= Goal of the exercise =
Copy only those lines which run from the line containing "Each instance receives exactly one keypoint. Tag the embracing" to the end of the entries below, both inclusive, exactly as written and with no pictures.

# # # #

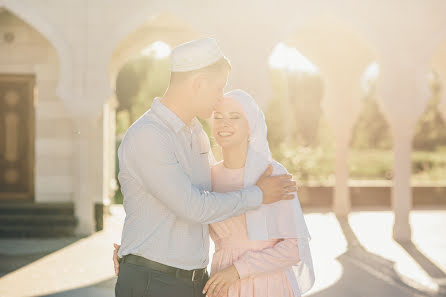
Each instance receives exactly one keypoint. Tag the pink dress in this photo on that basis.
(260, 264)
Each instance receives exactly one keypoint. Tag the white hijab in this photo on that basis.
(283, 219)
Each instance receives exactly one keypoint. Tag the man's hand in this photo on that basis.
(276, 188)
(218, 285)
(116, 258)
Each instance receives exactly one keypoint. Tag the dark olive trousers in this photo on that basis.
(140, 281)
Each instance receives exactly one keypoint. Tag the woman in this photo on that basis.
(255, 252)
(265, 252)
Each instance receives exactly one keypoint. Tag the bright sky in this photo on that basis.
(285, 57)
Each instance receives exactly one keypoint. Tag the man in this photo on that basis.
(164, 174)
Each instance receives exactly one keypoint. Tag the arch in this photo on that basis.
(163, 27)
(30, 16)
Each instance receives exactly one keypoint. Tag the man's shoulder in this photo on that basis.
(147, 127)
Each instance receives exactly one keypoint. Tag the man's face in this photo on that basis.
(209, 93)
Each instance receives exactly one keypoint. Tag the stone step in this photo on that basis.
(35, 231)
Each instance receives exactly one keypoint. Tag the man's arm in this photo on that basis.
(149, 155)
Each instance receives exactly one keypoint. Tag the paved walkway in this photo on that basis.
(352, 257)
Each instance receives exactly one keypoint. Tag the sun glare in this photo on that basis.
(158, 49)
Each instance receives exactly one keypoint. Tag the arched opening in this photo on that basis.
(36, 162)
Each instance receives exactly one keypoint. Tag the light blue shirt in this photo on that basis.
(166, 183)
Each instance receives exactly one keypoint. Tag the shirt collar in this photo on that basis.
(171, 119)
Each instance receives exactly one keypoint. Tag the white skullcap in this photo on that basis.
(194, 55)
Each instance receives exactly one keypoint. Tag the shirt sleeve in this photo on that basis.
(282, 255)
(149, 156)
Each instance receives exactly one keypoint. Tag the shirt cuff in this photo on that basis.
(242, 268)
(253, 197)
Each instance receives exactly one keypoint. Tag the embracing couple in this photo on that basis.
(176, 195)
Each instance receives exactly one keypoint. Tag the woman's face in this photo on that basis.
(230, 126)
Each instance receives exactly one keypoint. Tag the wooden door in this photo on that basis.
(17, 126)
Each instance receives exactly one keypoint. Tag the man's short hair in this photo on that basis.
(222, 66)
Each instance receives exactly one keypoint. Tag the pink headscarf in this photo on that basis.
(283, 219)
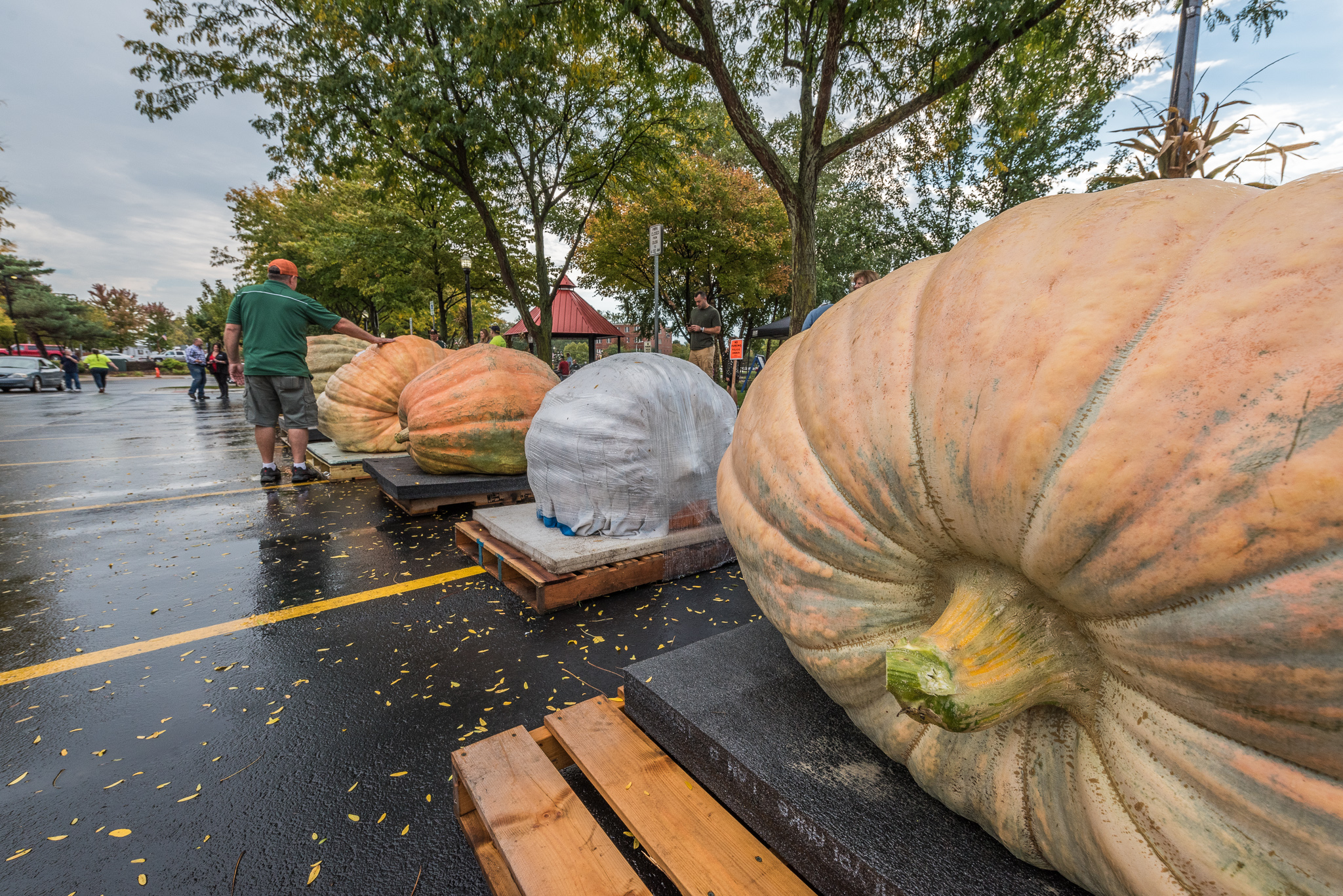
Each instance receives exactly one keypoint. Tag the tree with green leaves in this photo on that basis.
(372, 253)
(18, 275)
(163, 328)
(55, 319)
(725, 233)
(120, 312)
(877, 64)
(529, 111)
(207, 317)
(7, 199)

# # # #

= Solution =
Each instance receives exactly one keypoint. Tag the embracing couple in this photo on that basis.
(176, 195)
Each instance receives exactly one keypoint. Tag the woman's face in this photo on that basis.
(230, 126)
Each instance receives exactly one keypoint. Tag the wooden door in this photo on that basis.
(17, 126)
Each instance receives exactly one keypoint. Tag the man's short hair in this photo on that basis.
(222, 66)
Each instance receives exactly one keypoint. Tag the pink headscarf in this photo on that basis.
(283, 219)
Each instance receives exactly one keypoint. Tag the tree with green leaves in this photo on that basis.
(372, 253)
(18, 275)
(163, 328)
(55, 319)
(725, 233)
(120, 312)
(877, 64)
(529, 111)
(207, 317)
(7, 199)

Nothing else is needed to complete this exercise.